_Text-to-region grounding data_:
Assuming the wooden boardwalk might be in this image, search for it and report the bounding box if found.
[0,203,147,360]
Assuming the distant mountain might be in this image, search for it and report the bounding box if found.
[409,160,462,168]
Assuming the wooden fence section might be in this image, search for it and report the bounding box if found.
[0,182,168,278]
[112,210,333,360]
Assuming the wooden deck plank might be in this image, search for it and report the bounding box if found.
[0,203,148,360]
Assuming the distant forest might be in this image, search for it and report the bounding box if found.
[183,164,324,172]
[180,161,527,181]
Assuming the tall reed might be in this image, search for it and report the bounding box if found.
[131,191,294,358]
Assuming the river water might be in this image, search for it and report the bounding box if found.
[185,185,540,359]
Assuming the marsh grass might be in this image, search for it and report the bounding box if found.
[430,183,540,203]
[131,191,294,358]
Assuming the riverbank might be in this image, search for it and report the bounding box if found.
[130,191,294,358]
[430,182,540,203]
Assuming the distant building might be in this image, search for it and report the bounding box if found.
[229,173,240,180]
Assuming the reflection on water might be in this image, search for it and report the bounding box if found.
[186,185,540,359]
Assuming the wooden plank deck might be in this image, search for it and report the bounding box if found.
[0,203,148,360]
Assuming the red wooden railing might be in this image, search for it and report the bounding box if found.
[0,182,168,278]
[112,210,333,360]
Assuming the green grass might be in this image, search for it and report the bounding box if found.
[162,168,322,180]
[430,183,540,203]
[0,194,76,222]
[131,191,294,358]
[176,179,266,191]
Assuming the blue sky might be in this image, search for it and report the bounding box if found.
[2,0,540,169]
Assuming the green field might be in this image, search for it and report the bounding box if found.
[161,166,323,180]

_Work item_: Nothing in the data should be left out when you retype it exactly.

_Response to this exercise_:
Assuming the wooden boardwalk might be in this image, search for it and report the bounding box if found.
[0,203,147,360]
Assuming the distant mountain might be in this image, search for it and report the bounding box if found.
[409,160,462,168]
Assuming the wooden fence section might be in this image, search for it and report the bounding box if found.
[0,182,168,278]
[112,210,333,360]
Assuming the wooden deck plank might be in this image, search for it and report the bounding box if found.
[0,203,148,360]
Assuming the distant forest might be in this image, search for it and report the bounding box if found.
[183,164,324,172]
[180,161,527,181]
Assuming the tall reed might be in this image, search for it and report the bounding box if found.
[131,191,294,358]
Assuming the river water might be in this image, search for it and report the bounding box if found.
[185,185,540,359]
Assuming the marsh grass might be in this image, search for it and report the bounding box if found.
[430,183,540,203]
[131,191,294,358]
Assuming the riverbank might be in this image, search for it and report the bounding box if found.
[130,191,294,358]
[430,182,540,203]
Assuming the distant building might be in this image, search for it and report the bounding box if found.
[229,173,240,180]
Assuming the reflection on water might be in this image, search for it and report the bounding box if found.
[186,185,540,359]
Assuming the wooden plank deck might be in this image, search for it and report the bounding box if found.
[0,203,148,360]
Assuming the red wooden railing might be in this image, search for it and report the bounding box if found.
[0,182,168,278]
[112,210,333,360]
Assuming the green grass might be in this image, search for it and report the bounding box if found.
[162,168,322,180]
[430,183,540,203]
[0,194,76,222]
[131,191,294,358]
[176,179,266,191]
Assuming the blue sky might be in this image, search for it and report the bounding box if found.
[2,0,540,169]
Assuming the green field might be in this image, search for it and report the bounding box if found.
[161,166,323,180]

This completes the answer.